= TASK GOAL =
An exact reproduction of the data below is the required answer.

★ ★ ★ ★

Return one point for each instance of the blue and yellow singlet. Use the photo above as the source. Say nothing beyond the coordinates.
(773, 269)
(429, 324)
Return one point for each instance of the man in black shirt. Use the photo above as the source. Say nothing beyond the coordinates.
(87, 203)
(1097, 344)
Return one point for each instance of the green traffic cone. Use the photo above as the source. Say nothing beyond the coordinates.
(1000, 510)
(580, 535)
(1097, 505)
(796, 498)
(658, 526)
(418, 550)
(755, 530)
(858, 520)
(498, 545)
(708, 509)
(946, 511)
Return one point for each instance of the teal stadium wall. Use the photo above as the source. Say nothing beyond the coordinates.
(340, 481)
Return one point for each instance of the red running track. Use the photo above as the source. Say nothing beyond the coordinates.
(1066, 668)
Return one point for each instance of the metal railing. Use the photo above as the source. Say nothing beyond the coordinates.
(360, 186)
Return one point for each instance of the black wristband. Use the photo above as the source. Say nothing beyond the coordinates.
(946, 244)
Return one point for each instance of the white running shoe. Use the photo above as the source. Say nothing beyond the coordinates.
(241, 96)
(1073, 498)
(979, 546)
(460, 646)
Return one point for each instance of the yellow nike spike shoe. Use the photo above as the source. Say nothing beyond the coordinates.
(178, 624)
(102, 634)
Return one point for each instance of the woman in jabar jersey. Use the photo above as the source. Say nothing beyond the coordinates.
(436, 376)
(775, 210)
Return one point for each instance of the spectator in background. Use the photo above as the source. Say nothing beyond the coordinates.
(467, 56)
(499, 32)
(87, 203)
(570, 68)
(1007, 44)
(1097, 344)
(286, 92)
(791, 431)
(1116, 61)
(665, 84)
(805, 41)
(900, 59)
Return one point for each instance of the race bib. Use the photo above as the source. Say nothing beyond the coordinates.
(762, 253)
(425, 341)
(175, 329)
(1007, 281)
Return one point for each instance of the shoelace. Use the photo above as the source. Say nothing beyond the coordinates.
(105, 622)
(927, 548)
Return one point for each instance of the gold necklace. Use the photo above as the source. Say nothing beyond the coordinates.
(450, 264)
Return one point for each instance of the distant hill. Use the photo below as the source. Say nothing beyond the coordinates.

★ ★ ★ ★

= RESULT OF THIS EXERCISE =
Return one point for each instance of the blue and yellow singlet. Use the photo above as the source. Say nothing beyond the coordinates.
(773, 269)
(429, 324)
Return one point for each instance of the man in black shirt. Use the photo above as the source. Say nothing beyond the coordinates.
(87, 203)
(1097, 344)
Return one point for each instance of the green traffic cone. Use the photo above as the source. Say nothing beyond the coordinates.
(1000, 510)
(580, 535)
(1097, 505)
(796, 498)
(658, 526)
(418, 550)
(755, 530)
(858, 520)
(498, 545)
(708, 509)
(946, 511)
Return one point for each instance of the teal stadium wall. Use the photo above as the source. Say nothing beyond the coordinates.
(340, 481)
Return one point for each instance of the red running track. Use the photo above as the source. Say nothing beyond the coordinates.
(1066, 668)
Return one point for each instance of the metal railing. Use the photo above as the source. Say nothing beyond the coordinates.
(360, 186)
Return one point for each instance of the black wristband. Use the photo above as the source. Say nothing beyond the coordinates.
(946, 244)
Return one point for each instance of the white running shoe. Use the photo above as the source. Say nothing beyond the coordinates.
(241, 96)
(1073, 498)
(979, 546)
(460, 646)
Return one point for each instance of the yellow nike spike shoe. Use the photo above as the source. Say nothing beyond the coordinates.
(178, 624)
(102, 634)
Return one point for each instance of the woman in jabar jersey. Use the photo above as the source. Say nothing beyond the coordinates.
(436, 376)
(775, 210)
Return one point for each instance of the spectator in background. Use the photo above as the source. Say nothing beyond the coordinates.
(467, 56)
(499, 32)
(87, 203)
(570, 68)
(1007, 44)
(1097, 344)
(286, 92)
(791, 431)
(1116, 61)
(665, 84)
(805, 41)
(900, 59)
Return one point for each instance of the race bib. Use the photo above as the source. Say nothing beyond the coordinates.
(762, 253)
(425, 341)
(175, 329)
(1007, 281)
Return one point for each instance of the shoelace. Use the photo above as the source. Say nothing beyond the coordinates.
(105, 622)
(927, 548)
Return one point for each instance of the gold necklace. Use the photo above as the source. Say nothing beyond the coordinates.
(450, 264)
Return one point for each instance of the distant hill. Use the photo below as the source. Say nothing beyond the coordinates.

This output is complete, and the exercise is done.